Task details ▸
Add 32 to each bounding box coordinate in the material below, then write out all of the material again with every other line left unchanged.

——————————

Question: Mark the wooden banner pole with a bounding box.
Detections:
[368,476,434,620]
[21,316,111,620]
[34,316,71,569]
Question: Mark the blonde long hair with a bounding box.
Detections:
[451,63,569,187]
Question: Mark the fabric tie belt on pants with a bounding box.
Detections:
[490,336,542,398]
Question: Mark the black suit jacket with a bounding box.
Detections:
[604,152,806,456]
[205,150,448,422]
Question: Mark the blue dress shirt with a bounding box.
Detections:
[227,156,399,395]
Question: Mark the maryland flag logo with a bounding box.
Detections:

——————————

The solution ▸
Question: Mark the wooden banner pole with a bounding box.
Detections:
[400,508,466,652]
[53,348,143,652]
[66,348,103,601]
Question: Mark the blonde long hair with a bounding box.
Detections:
[483,95,601,219]
Question: Mark the fabric tie belt on pants with a bounding box.
Detections:
[522,368,574,430]
Question: Mark the black suit jacket with a bounding box.
Detections:
[636,184,838,488]
[237,182,480,454]
Question: Mark the blue dress shirt with a bounding box.
Detections:
[259,188,431,427]
Question: Mark the maryland flag logo with a bounding box.
Detections:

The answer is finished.